+++ EXTRACT PROVIDED

# 04: Full-Text Article Scraper
**Goal**: Extract full article content for records missing descriptions

**Strategy**:
1. Test trafilatura on sample articles
2. Fetch articles needing scraping from Supabase
3. Extract content in batches with error handling
4. Update database with extracted content
5. Generate quality report

**Target**: 82 articles (50 archive + 32 RSS without descriptions)

## Phase 1: Setup & Library Testing

In [18]:
# Install required libraries (run once)
# !pip install trafilatura supabase python-dotenv requests

import trafilatura
from supabase import create_client, Client
import requests
import pandas as pd
from datetime import datetime
import time
from typing import List, Dict, Tuple
import json

print("✅ Libraries imported successfully")
print(f"Trafilatura version: {trafilatura.__version__}")

✅ Libraries imported successfully
Trafilatura version: 2.0.0


In [19]:
# ============================================
# SUPABASE CREDENTIALS - REPLACE THESE
# ============================================
SUPABASE_URL = "https://lgnhjzlbezpczlobeevu.supabase.co"
SUPABASE_KEY = "eyJhbGciOiJIUzI1NiIsInR5cCI6IkpXVCJ9.eyJpc3MiOiJzdXBhYmFzZSIsInJlZiI6ImxnbmhqemxiZXpwY3psb2JlZXZ1Iiwicm9sZSI6ImFub24iLCJpYXQiOjE3NTgyMDgzNjcsImV4cCI6MjA3Mzc4NDM2N30.O5Yt0dOyYq326ESo0LBL7lGj4k8zwpuodJfTtGwrPek"
# ============================================

# Initialize Supabase client
supabase: Client = create_client(SUPABASE_URL, SUPABASE_KEY)

print("✅ Supabase client initialized!")
print(f"Connected to: {SUPABASE_URL}")

✅ Supabase client initialized!

++++++

**STATED TASK 1**
Translate the step "Fetch articles needing scraping from Supabase" from the article scraper notebook into Spanish.
The records that follow are unrelated to the scraper notebook.

+++ LISTED ENTRIES

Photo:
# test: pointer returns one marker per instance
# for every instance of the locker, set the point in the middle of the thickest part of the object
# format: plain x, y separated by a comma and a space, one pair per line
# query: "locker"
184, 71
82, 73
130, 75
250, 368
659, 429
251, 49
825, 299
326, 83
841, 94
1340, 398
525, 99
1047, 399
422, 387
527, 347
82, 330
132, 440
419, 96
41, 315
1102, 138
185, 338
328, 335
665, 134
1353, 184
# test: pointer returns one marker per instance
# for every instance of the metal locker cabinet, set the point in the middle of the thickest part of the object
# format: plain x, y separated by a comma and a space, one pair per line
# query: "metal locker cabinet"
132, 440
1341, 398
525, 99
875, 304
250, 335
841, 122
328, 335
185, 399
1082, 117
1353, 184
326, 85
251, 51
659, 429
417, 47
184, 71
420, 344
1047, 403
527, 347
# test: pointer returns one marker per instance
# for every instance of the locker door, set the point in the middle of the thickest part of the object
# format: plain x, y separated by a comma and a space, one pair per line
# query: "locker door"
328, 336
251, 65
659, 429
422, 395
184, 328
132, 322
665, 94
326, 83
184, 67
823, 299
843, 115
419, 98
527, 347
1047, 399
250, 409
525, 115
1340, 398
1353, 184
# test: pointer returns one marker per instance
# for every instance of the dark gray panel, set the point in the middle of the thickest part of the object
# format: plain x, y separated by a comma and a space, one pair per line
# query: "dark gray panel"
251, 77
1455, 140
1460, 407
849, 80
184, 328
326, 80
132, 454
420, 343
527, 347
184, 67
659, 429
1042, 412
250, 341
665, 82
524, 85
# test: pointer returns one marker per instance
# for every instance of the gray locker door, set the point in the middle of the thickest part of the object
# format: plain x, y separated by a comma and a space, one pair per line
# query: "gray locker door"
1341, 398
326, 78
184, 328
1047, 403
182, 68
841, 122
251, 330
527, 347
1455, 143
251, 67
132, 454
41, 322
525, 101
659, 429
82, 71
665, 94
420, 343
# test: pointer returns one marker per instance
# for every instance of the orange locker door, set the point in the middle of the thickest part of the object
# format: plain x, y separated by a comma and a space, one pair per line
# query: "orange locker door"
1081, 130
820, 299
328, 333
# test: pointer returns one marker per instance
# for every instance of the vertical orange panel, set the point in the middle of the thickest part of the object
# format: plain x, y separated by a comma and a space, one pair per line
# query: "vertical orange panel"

++++++

**STATED TASK 2**
Count the lines of the records that contain the string "metal", matching case exactly, and reply with the number alone.

**WRITTEN RESPONSE 1**
Obtener de Supabase los artículos que necesitan extracción

**WRITTEN RESPONSE 2**
2